Exactly the lines below from the line with "Target: kickstand" through the line with "Target: orange reflector on trailer" must make up the answer, both ends included and pictures left out.

(Natural-language object grounding data)
-- -- --

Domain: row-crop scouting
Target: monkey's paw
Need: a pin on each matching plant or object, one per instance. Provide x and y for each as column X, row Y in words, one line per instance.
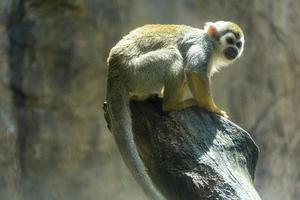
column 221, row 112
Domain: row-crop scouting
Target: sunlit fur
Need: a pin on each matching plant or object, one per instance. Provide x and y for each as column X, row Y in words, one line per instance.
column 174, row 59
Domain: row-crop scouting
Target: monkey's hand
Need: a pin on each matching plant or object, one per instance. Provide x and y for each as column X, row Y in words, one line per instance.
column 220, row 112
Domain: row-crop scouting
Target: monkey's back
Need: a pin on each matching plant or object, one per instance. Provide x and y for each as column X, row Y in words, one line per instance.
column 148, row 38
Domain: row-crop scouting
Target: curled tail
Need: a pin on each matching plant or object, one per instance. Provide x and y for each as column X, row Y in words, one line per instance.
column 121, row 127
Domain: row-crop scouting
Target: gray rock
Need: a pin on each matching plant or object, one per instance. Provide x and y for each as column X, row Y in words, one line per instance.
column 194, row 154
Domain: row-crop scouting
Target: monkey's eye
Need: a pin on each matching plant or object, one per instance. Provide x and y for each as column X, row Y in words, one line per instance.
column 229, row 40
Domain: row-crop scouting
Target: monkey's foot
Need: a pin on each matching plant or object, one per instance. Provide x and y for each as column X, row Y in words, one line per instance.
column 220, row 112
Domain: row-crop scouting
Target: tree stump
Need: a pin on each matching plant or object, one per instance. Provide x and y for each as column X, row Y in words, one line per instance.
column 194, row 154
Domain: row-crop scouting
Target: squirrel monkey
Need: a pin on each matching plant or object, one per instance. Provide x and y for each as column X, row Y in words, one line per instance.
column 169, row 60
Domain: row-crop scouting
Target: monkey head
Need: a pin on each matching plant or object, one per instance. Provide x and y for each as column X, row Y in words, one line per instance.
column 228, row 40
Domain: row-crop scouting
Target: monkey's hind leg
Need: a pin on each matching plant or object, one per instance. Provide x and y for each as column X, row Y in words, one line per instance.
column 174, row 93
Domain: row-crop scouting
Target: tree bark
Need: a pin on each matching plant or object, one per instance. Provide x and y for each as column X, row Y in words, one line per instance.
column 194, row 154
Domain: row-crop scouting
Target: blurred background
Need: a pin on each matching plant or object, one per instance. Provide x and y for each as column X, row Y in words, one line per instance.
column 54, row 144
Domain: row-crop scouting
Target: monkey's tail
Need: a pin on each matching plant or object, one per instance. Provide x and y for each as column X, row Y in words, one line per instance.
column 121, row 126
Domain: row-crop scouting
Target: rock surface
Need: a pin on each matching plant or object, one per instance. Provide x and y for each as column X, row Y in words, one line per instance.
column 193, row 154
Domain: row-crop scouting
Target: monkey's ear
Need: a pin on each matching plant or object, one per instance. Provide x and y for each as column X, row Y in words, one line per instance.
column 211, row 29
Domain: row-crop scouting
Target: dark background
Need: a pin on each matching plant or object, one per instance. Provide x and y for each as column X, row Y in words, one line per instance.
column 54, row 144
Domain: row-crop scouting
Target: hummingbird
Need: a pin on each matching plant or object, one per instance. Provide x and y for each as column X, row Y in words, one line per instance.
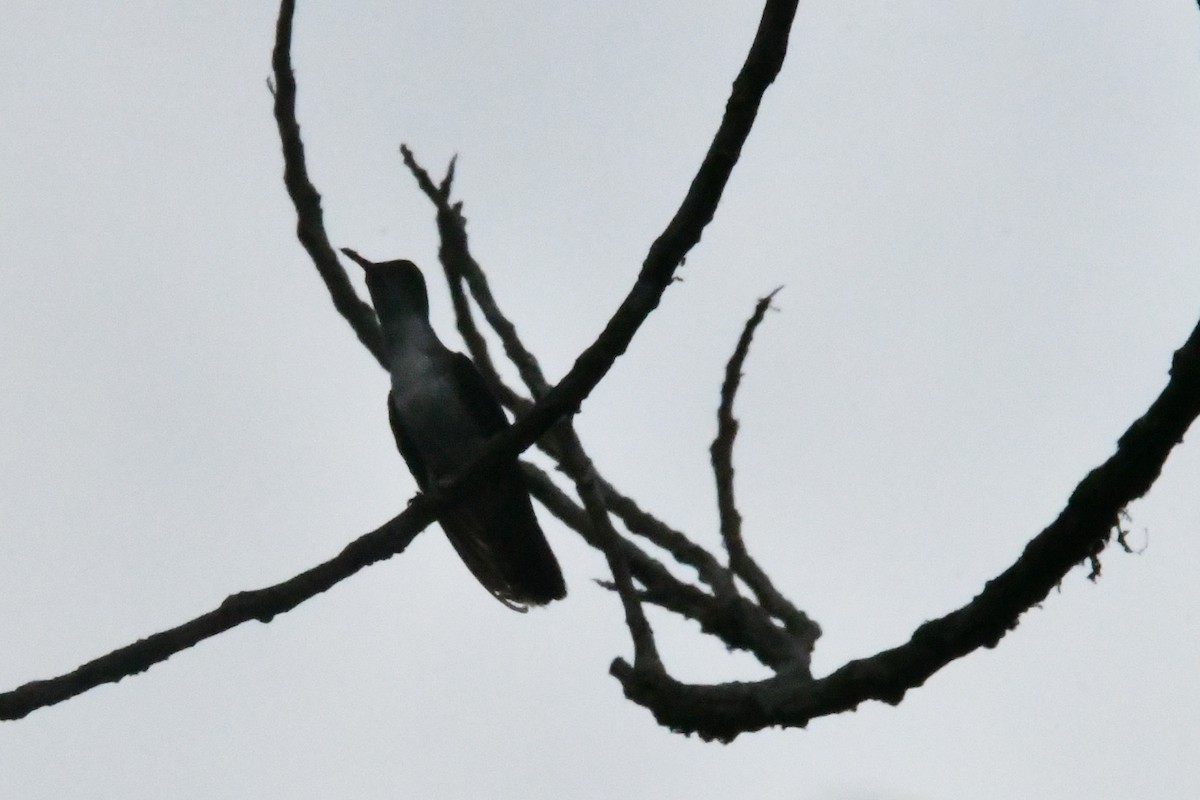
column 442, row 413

-- -- --

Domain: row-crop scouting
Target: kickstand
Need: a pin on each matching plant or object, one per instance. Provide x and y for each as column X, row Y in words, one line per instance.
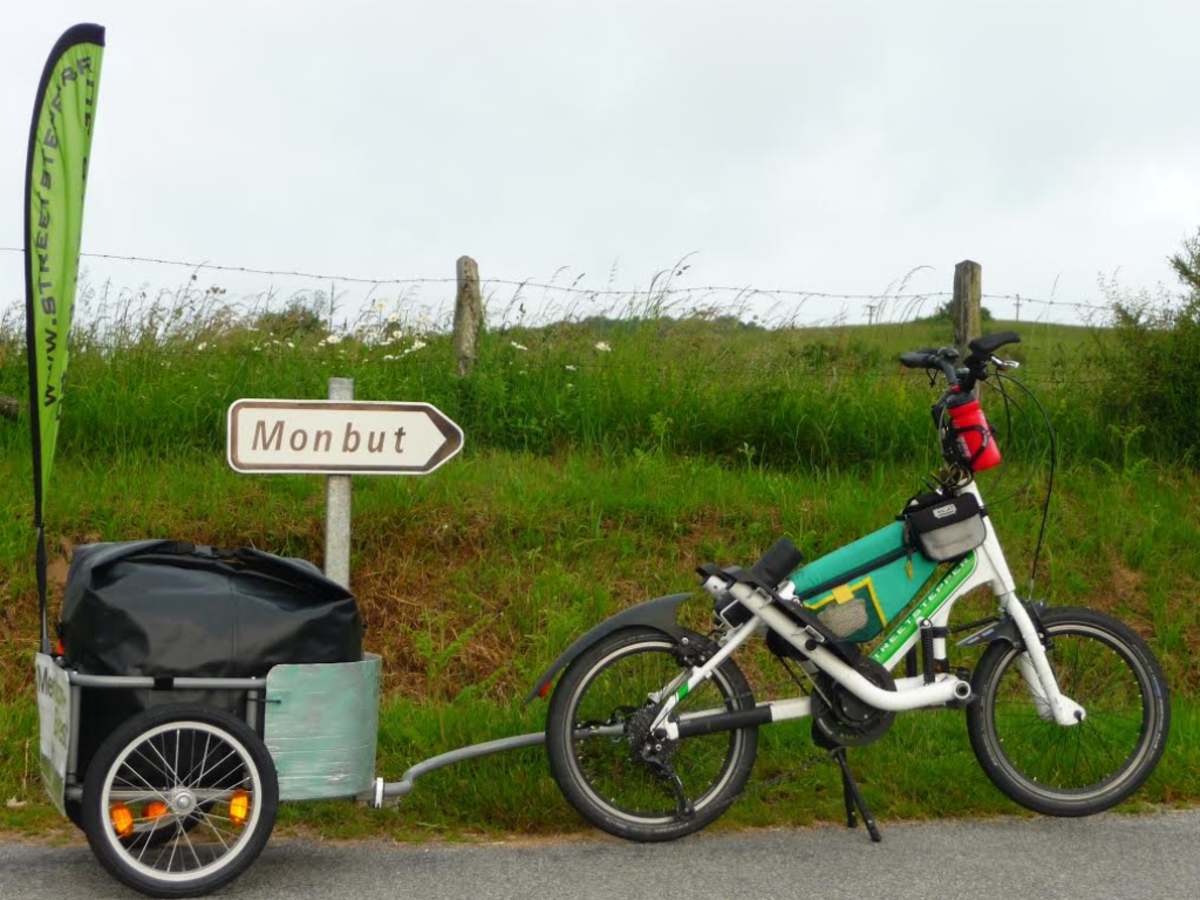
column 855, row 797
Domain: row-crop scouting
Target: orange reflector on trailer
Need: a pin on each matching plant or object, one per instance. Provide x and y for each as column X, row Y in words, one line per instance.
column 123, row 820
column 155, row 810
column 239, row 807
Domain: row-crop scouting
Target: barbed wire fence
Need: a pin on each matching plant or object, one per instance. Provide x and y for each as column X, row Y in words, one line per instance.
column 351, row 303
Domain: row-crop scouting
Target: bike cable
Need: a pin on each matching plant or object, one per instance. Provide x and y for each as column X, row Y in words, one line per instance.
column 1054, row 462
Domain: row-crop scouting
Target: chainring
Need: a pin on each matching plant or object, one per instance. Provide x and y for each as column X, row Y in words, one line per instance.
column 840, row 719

-- -- --

== Exercise solution ==
Target: kickstand
Need: a pin on each matching plant or object, one per instance. Provide x and y for each as column X, row Y in words, one line per instance.
column 855, row 797
Domain: row-crop scouting
Target: orange reflector on trailer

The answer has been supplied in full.